--- START OF SUPPLIED DATA ---
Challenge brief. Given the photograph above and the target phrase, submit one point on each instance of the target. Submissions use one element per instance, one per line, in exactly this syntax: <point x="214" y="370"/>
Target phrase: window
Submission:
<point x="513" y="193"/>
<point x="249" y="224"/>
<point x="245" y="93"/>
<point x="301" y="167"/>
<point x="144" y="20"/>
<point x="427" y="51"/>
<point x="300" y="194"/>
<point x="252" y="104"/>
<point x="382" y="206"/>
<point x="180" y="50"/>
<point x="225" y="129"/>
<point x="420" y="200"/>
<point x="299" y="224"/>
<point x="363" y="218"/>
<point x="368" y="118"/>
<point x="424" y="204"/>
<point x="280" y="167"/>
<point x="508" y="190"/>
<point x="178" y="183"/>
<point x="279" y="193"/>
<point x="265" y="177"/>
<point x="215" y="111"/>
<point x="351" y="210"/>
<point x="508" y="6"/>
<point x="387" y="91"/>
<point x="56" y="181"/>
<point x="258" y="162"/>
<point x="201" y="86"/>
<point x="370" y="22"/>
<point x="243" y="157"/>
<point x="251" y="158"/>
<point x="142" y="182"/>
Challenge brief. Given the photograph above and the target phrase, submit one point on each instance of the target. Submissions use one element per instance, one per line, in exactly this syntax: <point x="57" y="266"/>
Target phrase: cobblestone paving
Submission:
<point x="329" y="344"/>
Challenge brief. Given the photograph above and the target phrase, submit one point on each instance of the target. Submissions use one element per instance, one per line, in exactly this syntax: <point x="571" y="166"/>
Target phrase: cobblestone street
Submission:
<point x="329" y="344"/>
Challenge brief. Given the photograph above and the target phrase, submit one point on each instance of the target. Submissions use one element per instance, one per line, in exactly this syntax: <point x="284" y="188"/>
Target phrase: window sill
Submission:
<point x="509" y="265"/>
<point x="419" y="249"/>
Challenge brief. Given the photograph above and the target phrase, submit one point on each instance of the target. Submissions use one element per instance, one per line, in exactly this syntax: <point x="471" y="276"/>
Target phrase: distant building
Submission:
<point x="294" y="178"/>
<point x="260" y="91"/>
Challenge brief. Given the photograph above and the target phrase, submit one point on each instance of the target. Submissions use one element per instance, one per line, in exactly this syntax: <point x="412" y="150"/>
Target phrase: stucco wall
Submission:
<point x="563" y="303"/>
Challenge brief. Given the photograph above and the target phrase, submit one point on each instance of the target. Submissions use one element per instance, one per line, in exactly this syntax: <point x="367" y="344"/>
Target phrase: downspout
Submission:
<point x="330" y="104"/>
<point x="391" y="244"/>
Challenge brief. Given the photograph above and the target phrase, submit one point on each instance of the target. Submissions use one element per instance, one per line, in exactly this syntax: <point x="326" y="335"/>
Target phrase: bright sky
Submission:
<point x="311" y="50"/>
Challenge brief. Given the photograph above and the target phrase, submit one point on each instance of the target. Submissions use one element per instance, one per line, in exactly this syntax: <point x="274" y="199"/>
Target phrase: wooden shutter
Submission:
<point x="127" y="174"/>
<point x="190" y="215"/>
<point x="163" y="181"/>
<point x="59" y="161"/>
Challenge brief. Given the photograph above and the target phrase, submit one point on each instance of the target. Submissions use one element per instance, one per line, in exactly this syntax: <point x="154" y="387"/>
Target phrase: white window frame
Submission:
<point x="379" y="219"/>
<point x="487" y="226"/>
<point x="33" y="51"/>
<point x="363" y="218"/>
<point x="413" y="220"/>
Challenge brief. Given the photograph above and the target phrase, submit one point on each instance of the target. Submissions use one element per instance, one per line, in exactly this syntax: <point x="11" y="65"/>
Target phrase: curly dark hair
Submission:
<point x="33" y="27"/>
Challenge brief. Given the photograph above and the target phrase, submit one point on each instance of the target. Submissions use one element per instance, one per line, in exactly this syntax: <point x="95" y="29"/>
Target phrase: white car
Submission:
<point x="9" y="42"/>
--- END OF SUPPLIED DATA ---
• **TASK STATEMENT**:
List every line in the entries above that contains the word "cobblestone". Case counts.

• **COMPLETE RESPONSE**:
Target phrase: cobblestone paving
Target phrase: cobblestone street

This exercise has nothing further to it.